_Work required:_ Reproduce the lines in the items below, from the line containing "of the name" through the line containing "point(227, 153)", inclusive, without any changes.

[Part of a data file]
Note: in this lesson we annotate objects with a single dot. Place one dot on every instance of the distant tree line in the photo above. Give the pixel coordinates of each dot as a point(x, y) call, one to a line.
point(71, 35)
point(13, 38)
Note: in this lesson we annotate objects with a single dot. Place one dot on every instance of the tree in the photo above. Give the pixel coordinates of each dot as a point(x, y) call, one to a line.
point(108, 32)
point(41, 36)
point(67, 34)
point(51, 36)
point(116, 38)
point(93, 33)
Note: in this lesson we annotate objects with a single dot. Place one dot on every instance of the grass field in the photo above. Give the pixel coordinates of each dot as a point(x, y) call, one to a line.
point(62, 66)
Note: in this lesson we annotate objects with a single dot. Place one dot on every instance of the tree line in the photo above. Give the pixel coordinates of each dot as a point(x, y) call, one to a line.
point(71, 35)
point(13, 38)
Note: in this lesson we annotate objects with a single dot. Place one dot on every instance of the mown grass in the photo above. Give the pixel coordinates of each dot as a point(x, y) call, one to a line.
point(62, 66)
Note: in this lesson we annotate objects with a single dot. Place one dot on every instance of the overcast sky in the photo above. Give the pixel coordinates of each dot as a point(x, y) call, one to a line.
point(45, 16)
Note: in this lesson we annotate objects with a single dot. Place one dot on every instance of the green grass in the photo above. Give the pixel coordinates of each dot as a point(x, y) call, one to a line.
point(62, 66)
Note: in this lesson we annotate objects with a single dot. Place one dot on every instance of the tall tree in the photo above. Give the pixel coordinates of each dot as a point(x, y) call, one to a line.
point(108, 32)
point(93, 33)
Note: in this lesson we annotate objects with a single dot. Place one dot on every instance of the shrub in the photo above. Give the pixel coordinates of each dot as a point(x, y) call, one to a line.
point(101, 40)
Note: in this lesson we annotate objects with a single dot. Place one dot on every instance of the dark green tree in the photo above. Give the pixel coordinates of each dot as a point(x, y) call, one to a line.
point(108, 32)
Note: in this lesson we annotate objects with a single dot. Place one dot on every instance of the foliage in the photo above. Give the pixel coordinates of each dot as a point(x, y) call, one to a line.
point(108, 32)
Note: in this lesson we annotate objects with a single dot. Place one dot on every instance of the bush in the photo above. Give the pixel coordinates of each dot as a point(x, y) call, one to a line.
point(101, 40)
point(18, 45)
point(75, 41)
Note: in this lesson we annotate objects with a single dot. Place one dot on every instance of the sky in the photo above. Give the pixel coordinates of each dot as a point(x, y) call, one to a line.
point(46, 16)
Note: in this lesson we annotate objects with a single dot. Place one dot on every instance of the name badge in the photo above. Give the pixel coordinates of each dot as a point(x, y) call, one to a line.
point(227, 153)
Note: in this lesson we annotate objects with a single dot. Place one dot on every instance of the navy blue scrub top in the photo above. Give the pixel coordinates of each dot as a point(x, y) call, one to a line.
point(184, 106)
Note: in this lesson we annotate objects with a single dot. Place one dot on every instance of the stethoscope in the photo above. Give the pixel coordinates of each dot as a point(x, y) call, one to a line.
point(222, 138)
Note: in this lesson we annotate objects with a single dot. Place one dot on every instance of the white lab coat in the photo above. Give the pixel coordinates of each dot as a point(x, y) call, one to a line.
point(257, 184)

_Task response:_
Note: in this lesson we annotate objects with a single dot. Place one dot on every instance of the name badge in the photo above. Give the pixel coordinates of each dot as a point(x, y) call, one to a line.
point(227, 153)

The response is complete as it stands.